[What to work on]: Reproduce everything in the entries below from the line containing "Please identify the chevrolet silverado" down to the end, including both the first and last lines.

[Provided entries]:
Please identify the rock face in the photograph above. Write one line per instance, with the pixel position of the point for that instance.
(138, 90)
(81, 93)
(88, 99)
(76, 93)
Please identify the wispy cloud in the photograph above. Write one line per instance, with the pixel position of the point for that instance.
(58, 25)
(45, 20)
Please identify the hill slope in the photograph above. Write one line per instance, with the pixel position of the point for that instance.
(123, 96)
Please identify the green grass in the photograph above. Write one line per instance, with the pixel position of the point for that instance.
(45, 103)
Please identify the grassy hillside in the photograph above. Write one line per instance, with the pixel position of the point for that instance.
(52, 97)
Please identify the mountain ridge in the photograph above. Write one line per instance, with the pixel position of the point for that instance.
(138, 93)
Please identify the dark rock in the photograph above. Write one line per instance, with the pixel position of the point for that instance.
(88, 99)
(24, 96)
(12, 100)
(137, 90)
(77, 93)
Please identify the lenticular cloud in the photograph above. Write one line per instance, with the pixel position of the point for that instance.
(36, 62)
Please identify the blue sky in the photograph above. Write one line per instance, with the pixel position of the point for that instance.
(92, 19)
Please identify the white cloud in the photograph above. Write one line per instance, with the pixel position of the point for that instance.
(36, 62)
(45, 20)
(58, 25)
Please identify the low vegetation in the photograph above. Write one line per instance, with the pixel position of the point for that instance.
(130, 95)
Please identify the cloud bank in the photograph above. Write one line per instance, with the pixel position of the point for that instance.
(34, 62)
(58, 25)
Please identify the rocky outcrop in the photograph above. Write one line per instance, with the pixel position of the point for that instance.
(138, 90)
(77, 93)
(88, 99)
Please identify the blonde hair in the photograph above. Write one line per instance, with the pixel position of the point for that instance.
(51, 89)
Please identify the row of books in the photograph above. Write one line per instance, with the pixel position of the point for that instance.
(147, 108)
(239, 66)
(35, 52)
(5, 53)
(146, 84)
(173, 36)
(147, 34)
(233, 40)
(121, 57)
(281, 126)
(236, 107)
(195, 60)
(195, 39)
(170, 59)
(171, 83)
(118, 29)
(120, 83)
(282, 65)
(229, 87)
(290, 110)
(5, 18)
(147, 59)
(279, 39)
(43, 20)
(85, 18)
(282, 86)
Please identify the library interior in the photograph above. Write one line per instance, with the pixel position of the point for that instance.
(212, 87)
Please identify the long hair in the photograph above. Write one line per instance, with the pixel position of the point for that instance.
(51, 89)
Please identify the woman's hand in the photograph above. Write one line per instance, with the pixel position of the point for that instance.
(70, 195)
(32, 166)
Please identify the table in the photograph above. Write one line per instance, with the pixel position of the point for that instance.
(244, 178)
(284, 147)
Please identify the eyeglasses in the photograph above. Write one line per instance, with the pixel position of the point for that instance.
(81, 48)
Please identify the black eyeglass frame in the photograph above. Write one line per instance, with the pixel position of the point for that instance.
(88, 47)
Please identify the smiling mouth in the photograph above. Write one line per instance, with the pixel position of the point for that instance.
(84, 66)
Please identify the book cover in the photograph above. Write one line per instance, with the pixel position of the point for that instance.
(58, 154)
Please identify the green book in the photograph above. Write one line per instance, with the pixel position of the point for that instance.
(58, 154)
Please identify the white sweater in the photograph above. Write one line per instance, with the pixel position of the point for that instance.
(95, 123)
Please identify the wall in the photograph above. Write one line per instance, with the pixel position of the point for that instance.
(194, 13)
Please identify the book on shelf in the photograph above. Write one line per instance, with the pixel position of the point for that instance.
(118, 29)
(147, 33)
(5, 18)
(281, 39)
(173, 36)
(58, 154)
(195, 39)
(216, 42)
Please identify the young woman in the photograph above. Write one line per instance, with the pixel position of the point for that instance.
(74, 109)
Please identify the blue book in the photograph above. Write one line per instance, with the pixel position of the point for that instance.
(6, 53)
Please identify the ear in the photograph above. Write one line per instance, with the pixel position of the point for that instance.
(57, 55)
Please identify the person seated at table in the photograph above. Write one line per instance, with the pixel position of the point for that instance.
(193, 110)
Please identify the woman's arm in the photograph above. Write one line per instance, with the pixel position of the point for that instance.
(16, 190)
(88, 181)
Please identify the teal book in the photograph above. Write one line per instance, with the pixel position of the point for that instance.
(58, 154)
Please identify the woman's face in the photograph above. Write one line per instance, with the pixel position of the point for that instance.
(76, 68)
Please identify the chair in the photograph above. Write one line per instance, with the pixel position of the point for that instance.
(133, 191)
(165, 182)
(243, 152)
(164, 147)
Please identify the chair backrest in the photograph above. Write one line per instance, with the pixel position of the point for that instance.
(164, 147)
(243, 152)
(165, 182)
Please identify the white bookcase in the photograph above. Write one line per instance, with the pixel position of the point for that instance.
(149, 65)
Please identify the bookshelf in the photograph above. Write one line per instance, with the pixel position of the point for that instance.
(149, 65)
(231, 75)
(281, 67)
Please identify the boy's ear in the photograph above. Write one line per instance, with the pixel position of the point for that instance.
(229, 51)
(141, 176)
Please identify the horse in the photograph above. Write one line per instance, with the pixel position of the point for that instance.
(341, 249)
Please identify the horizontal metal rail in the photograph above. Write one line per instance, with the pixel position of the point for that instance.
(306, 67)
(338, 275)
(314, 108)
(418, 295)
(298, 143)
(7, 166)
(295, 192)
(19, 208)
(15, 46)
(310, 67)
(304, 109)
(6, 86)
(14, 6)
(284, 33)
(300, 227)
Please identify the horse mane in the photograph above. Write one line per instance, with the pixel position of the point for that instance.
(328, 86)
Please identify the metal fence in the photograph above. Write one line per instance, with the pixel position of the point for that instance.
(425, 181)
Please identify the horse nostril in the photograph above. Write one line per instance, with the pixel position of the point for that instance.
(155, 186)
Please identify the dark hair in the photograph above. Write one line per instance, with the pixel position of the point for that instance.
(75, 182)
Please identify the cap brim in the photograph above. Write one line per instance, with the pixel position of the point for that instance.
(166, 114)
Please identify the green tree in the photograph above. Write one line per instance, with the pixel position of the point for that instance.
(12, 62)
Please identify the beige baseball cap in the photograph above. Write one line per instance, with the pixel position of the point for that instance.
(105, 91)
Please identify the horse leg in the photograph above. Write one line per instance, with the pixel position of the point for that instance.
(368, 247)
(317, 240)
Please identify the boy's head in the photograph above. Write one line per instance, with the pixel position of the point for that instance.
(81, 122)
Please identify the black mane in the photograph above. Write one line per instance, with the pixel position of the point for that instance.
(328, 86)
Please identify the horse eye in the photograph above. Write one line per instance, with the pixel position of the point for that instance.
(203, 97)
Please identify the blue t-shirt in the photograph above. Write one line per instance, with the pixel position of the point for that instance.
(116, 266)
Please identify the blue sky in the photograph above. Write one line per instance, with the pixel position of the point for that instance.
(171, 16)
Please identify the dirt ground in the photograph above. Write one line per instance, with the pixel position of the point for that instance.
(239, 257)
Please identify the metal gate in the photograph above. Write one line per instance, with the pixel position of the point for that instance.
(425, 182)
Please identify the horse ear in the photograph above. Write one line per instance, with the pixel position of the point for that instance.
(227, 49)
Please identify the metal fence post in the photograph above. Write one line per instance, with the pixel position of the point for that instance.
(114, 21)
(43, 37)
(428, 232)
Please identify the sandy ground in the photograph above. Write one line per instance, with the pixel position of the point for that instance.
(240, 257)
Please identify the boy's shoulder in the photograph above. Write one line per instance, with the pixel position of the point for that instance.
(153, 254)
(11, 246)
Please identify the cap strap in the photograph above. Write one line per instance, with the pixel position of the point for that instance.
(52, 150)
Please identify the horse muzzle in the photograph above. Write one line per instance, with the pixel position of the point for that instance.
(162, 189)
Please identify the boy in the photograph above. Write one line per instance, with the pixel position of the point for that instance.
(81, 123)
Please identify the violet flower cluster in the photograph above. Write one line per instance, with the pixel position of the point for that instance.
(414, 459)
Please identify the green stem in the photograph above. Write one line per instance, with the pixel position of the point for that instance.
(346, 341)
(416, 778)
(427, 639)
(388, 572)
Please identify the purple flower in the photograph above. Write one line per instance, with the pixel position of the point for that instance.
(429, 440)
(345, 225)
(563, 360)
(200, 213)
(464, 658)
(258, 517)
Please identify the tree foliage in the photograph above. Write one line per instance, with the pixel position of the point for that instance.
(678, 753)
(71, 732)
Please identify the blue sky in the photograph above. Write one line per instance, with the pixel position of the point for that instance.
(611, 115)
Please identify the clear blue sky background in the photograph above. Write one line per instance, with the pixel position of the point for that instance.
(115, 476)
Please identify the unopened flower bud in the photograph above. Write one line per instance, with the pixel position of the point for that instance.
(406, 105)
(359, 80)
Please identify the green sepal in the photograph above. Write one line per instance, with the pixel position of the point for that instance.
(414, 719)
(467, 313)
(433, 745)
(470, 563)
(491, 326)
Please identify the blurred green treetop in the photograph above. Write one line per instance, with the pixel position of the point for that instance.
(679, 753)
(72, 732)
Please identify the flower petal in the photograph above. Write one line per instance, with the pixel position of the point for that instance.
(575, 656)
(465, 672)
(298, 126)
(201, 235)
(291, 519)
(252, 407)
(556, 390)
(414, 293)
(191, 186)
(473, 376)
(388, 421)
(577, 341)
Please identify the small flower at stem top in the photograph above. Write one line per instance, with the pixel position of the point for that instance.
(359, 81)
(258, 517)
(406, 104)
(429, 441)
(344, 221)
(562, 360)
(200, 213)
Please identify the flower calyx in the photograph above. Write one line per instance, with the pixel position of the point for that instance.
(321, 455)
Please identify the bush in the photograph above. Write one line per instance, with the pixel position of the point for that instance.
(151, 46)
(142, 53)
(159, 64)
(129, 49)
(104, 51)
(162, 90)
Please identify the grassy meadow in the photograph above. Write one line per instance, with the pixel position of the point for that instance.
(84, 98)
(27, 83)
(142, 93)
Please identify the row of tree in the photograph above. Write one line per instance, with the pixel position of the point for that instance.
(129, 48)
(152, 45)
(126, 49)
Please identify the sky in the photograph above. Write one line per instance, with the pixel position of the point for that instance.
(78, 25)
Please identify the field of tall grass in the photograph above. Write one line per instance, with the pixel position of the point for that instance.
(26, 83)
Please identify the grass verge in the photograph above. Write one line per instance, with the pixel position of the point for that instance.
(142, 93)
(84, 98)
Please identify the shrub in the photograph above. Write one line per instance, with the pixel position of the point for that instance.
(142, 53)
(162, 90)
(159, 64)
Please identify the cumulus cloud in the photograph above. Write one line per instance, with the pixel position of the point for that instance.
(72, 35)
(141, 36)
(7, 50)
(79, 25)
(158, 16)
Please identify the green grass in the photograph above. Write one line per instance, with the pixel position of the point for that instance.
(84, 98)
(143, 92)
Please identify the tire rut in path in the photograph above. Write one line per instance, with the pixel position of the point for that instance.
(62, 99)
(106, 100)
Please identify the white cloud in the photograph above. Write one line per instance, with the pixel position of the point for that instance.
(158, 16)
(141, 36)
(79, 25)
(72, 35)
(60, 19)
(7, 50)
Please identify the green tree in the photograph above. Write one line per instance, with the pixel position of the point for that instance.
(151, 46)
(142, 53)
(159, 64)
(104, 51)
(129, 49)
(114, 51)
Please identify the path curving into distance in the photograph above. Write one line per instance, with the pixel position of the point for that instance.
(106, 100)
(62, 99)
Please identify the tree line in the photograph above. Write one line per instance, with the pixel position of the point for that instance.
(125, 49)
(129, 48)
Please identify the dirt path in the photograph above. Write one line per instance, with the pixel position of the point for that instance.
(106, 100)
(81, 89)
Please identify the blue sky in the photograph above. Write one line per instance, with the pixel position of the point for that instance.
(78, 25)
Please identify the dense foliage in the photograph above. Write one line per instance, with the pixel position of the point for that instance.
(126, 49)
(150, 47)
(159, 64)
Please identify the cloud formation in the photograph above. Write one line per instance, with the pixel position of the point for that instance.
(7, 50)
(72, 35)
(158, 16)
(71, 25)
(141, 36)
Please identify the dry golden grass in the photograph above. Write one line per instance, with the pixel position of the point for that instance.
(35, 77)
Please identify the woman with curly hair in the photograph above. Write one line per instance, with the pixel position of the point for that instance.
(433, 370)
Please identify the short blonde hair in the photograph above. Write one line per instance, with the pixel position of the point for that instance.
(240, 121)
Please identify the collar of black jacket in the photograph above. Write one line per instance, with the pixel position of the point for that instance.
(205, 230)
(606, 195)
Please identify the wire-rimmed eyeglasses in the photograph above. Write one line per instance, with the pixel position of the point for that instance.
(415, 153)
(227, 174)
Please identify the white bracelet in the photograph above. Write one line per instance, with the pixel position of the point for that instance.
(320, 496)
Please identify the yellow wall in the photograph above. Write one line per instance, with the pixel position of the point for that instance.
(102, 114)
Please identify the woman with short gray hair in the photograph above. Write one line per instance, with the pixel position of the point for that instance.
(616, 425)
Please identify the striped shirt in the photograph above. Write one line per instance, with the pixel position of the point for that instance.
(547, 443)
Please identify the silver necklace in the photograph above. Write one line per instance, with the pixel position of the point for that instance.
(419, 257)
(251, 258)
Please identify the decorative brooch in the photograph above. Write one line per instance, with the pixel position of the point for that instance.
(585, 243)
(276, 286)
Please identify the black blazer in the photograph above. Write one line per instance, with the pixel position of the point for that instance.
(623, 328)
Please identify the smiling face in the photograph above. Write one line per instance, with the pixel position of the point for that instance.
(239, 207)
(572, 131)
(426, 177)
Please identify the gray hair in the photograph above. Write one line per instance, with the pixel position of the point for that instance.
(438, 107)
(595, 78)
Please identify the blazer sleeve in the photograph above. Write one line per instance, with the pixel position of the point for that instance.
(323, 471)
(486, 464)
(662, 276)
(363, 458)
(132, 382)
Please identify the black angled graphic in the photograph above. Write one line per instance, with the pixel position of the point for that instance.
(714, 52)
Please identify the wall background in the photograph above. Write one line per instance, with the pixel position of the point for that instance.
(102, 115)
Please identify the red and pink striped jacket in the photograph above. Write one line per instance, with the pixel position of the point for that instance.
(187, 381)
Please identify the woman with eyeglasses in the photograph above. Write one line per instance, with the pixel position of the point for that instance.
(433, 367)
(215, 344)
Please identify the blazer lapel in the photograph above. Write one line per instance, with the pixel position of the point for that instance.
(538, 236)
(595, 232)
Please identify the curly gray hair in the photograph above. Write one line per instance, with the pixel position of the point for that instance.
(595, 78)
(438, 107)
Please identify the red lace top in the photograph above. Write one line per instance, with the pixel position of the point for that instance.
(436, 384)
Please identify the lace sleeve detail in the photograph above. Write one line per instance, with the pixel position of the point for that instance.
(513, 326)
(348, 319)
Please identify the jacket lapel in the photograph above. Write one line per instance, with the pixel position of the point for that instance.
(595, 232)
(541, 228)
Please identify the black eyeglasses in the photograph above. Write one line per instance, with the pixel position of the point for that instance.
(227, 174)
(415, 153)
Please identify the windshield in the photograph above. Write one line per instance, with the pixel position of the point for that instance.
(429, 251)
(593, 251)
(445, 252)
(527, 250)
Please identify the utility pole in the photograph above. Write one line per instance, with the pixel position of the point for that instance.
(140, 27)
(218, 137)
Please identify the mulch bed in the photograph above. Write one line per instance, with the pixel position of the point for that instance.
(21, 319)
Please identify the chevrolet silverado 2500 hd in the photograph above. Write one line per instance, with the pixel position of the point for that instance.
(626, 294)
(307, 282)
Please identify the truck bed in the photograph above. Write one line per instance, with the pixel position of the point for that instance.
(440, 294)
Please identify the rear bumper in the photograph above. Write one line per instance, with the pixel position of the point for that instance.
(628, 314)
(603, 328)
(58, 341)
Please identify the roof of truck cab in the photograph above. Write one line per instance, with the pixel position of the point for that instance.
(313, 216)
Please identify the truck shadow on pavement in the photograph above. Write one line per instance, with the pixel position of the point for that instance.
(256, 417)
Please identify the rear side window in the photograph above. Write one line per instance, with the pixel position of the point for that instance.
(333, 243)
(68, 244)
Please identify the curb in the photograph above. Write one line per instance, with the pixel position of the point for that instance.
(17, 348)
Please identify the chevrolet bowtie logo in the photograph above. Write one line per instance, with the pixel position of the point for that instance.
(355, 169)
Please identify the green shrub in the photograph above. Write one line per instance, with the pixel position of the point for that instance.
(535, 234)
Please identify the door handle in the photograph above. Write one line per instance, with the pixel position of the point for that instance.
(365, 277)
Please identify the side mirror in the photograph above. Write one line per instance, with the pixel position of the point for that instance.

[Final result]:
Please identify the chevrolet silverado 2500 hd in the photograph above. Write one line per instance, with the pixel position of the point for that instance.
(626, 294)
(307, 282)
Please identify the truck bed in the photograph above. Write one line per instance, with the pixel position of the point for that instance.
(440, 294)
Please identify the rear bumper in the photograph above. Write one line per instance, with the pixel position of the point for that instance.
(628, 314)
(603, 328)
(58, 341)
Please identify the roof of truck cab in the photograph above. Write one line per instance, with the pixel position of the point for that instance.
(313, 216)
Please identify the truck shadow on pavement in the photograph above. Write one line per instance, with the pixel position of the point for that instance.
(256, 417)
Please identify the rear side window in the photograph above. Write one line per instance, with the pixel position of the point for that instance.
(333, 243)
(68, 244)
Please identify the curb in the photograph above. Write one line per instance, with the pixel position of the point for that instance.
(17, 348)
Please identify the chevrolet bowtie logo in the photograph above. Write one line per instance, with the pixel position of the point for that instance.
(355, 169)
Please identify the green shrub in the photograph above. Write one line per instance, with the pixel position of the point for that instance.
(535, 234)
Please identify the door handle in the photograph above. Write one line per instance, with the pixel position of the point for that instance.
(365, 277)
Please identify the side mirror in the photograph above. Write one line per instance, with the pixel position of the point for that instance.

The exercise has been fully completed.